#### SELECTION:
19. NUMBER OF MEETINGS OF THE BOARD:
During the FY 2023-2, (Five) 5 Board meetings were convened and held 29.05.2024, 12.08.2024, 25.10.2024, 13.12.2024 and 10.02.2025. The intervening gap between the meetings was within the period prescribed under the Companies Act, 2013 and the SEBI (Listing obligation And Disclosure Requirement) Regulations, 2015. The details of the Board meetings held during the year along with the attendance of the respective directors there at are set out in the Corporate Governance Report forming part of this annual report.
20. CAPITAL STRUCTURE AND SHARE CAPITAL:
The Paid-up Equity Share Capital as on 31st March, 2025 is Rs. 10,14,33,000/- (Rupees Ten crore fourteen lacs thirty three thousand only) divided into 1,01,43,300 (Rupees one crore one lacs forty three thousand three hundred) Equity Shares of Rs. 10/- each. During the year under review, the company has not issued any shares with differential voting rights nor granted stock options nor sweat equity Shares as on 31 st March, 2025. Further that there is no change in the share capital of the company during the year under review
21. SIGNIFICANT/MATERIAL ORDERS PASSED BY THE REGULATOR OR COURT OR
TRIBUNALS
During the year Stock Exchange (BSE) imposed penalty of Rs. 41300/- (including GST) on the company due to late compliance of regulation 33 of SEBI (LODR) Regulations, 2015
Furthermore, there were no significant/material orders passed by any regulator or court or tribunal which would Impact the going concern status of the company and its future operations.

#### TASK BRIEF:
Please reproduce, word for word, the passage of the board report above that opens with "19. NUMBER OF" and closes with "this annual report.".

#### DATA SUPPLIED:
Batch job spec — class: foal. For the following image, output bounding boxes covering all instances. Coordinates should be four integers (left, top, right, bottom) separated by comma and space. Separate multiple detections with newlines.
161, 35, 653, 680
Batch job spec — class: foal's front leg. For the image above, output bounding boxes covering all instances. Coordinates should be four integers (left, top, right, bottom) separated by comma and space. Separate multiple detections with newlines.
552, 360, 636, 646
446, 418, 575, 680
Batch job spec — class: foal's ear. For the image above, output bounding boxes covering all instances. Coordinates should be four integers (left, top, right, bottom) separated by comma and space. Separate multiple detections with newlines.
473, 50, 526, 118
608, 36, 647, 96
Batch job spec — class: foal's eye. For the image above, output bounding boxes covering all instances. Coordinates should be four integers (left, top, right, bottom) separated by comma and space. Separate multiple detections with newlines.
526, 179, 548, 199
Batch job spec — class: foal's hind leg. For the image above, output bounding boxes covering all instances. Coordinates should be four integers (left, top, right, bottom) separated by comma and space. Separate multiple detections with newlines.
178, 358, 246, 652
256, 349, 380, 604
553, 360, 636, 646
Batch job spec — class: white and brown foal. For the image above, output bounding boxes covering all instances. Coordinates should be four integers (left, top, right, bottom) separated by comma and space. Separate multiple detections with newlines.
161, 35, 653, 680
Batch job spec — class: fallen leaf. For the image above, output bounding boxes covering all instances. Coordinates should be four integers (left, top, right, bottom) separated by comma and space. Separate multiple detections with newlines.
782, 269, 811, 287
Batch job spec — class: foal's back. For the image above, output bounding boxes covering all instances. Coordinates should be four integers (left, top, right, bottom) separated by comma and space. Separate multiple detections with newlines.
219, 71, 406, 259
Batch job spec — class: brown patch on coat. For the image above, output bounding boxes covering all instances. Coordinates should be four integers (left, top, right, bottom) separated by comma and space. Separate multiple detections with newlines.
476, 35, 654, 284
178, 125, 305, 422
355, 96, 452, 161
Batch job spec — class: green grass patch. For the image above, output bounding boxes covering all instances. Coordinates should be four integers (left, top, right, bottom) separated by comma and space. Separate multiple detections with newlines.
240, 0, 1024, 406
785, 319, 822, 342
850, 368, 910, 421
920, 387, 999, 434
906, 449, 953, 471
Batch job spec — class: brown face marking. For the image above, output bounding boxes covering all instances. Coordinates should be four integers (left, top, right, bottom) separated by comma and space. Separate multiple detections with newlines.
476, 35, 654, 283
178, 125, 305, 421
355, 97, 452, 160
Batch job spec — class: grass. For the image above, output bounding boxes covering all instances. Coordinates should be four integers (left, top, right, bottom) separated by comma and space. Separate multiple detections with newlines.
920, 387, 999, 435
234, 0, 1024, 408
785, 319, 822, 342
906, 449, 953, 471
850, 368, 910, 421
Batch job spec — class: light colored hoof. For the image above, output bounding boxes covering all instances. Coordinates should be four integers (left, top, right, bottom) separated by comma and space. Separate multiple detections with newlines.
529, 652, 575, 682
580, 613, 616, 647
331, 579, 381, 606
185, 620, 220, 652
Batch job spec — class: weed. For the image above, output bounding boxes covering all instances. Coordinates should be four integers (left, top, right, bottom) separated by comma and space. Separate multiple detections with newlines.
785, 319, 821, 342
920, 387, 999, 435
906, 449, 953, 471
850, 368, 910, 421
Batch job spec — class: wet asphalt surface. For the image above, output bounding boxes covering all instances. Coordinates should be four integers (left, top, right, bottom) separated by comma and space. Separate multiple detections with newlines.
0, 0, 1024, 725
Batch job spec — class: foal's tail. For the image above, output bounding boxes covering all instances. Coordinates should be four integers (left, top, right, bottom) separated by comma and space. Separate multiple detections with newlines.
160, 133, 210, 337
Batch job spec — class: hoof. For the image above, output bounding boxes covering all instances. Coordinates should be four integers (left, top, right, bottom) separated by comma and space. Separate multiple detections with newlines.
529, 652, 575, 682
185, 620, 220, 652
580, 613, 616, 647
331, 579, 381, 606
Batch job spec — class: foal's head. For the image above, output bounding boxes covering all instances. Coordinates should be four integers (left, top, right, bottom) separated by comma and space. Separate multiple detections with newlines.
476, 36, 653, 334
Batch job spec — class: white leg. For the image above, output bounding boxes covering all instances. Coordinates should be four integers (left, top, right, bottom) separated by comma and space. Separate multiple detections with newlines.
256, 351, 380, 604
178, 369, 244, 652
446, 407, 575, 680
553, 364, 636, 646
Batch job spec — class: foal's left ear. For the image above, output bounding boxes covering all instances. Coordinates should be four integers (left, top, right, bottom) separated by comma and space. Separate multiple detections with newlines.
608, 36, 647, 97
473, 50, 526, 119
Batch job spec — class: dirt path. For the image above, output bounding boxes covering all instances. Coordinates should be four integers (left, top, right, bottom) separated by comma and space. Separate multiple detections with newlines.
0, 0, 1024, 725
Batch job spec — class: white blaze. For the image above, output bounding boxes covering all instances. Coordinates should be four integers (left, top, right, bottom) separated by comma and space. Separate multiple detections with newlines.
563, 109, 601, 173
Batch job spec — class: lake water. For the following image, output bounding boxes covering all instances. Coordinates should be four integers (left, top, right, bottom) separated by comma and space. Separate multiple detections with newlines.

#### RESPONSE FOR THIS EXERCISE:
19. NUMBER OF MEETINGS OF THE BOARD:
During the FY 2023-2, (Five) 5 Board meetings were convened and held 29.05.2024, 12.08.2024, 25.10.2024, 13.12.2024 and 10.02.2025. The intervening gap between the meetings was within the period prescribed under the Companies Act, 2013 and the SEBI (Listing obligation And Disclosure Requirement) Regulations, 2015. The details of the Board meetings held during the year along with the attendance of the respective directors there at are set out in the Corporate Governance Report forming part of this annual report.